#### YOUR TASK:
Can you turn every line of the records below into a numbered list, skipping any blank lines?
◆ ◆ ◆ ◆ ◆ ◆ ◆
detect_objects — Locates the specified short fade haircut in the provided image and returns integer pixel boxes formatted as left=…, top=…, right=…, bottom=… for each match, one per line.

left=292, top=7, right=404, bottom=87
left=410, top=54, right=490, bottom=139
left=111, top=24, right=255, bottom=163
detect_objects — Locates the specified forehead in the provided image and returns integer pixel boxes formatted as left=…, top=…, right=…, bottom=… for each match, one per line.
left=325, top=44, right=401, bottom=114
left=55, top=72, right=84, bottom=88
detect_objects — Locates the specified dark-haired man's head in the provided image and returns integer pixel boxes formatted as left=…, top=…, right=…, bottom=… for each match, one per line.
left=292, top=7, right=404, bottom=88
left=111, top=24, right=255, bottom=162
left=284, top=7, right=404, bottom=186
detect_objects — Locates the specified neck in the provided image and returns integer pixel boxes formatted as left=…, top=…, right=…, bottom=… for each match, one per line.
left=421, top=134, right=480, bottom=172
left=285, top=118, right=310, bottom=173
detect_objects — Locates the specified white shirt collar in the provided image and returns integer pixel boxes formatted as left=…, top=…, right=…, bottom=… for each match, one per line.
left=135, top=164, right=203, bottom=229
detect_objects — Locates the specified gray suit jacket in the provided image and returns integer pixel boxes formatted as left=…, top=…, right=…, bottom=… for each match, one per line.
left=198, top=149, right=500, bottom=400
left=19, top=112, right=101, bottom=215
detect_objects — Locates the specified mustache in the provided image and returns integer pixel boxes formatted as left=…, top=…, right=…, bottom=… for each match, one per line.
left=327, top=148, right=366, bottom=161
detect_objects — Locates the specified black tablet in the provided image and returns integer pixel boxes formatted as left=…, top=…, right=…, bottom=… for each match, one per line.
◆ ◆ ◆ ◆ ◆ ◆ ◆
#### RESULT OF THIS EXERCISE:
1. detect_objects — Locates the specified short fade haircut in the provided image and returns integer pixel boxes formatted as left=…, top=…, right=…, bottom=… for each match, one per line.
2. left=292, top=7, right=404, bottom=87
3. left=410, top=54, right=490, bottom=139
4. left=111, top=24, right=255, bottom=163
5. detect_objects — Locates the specified forehead in the provided image and returns integer pixel boxes formatted as left=…, top=…, right=…, bottom=… for each match, one per line.
6. left=325, top=44, right=401, bottom=114
7. left=55, top=72, right=84, bottom=88
8. detect_objects — Locates the specified dark-haired man's head in the provided image and returns integer pixel boxes formatted as left=…, top=…, right=…, bottom=… for each match, one per line.
9. left=292, top=7, right=404, bottom=88
10. left=111, top=24, right=255, bottom=162
11. left=284, top=7, right=404, bottom=186
12. detect_objects — Locates the specified neck in the provided image and returns integer pixel boxes formatted as left=…, top=…, right=…, bottom=… for each match, one per line.
13. left=421, top=134, right=480, bottom=172
14. left=285, top=118, right=310, bottom=173
15. detect_objects — Locates the specified white shirt collar in the provided image and returns integer pixel boxes formatted as left=…, top=…, right=…, bottom=… for each match, one per line.
16. left=135, top=164, right=203, bottom=229
17. detect_objects — Locates the specified gray suit jacket in the provided image and returns integer pixel boxes formatted as left=…, top=…, right=…, bottom=… for each match, one per line.
18. left=198, top=149, right=500, bottom=400
19. left=19, top=112, right=101, bottom=215
20. detect_objects — Locates the specified mustache in the provided image and returns integer pixel boxes formatted as left=…, top=…, right=…, bottom=… for each match, one per line.
21. left=327, top=148, right=366, bottom=161
22. detect_objects — Locates the specified black tablet in the provided image and returns integer pixel boxes formatted as left=…, top=…, right=…, bottom=… for each match, one per line.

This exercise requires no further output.